::: Information given :::

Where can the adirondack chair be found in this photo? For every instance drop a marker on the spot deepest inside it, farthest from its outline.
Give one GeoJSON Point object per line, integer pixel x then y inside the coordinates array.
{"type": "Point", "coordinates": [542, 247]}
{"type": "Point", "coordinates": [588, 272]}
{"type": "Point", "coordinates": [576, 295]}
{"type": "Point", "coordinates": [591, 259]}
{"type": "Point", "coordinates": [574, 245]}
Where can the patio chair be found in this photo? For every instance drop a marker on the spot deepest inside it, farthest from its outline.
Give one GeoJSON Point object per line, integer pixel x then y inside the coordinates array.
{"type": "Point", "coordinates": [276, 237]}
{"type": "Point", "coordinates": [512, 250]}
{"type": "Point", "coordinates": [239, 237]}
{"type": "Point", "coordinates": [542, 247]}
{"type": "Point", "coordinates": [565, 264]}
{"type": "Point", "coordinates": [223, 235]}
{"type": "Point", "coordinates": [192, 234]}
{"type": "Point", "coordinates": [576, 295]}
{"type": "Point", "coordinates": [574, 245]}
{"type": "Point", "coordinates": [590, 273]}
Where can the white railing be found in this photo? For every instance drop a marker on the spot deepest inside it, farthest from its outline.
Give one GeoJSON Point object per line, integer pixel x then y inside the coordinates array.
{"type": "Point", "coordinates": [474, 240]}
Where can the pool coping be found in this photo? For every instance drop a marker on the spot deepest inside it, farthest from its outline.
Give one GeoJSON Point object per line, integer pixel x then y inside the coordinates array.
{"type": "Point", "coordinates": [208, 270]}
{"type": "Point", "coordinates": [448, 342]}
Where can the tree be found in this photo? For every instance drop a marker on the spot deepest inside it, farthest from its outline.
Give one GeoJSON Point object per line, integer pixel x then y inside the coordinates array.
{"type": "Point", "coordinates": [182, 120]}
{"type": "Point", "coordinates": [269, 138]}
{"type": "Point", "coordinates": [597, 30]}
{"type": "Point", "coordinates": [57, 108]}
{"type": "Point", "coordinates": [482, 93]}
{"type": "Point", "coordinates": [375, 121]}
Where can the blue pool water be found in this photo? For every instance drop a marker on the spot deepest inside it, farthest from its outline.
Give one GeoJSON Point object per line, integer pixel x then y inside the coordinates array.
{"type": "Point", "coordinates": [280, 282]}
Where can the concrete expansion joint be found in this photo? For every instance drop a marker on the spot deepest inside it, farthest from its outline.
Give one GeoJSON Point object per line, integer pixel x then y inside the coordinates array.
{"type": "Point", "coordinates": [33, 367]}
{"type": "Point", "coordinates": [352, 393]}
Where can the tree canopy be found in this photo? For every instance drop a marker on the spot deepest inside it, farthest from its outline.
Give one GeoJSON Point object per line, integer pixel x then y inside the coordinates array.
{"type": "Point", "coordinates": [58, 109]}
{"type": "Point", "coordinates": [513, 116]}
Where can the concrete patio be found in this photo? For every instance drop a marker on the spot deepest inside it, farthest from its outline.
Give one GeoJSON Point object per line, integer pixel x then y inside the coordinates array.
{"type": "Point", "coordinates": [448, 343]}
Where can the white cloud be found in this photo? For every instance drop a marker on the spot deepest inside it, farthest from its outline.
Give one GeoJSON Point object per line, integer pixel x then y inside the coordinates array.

:::

What this task involves: Every line of the records above that contains the word "Where" should be counted, and only the total given.

Output: 10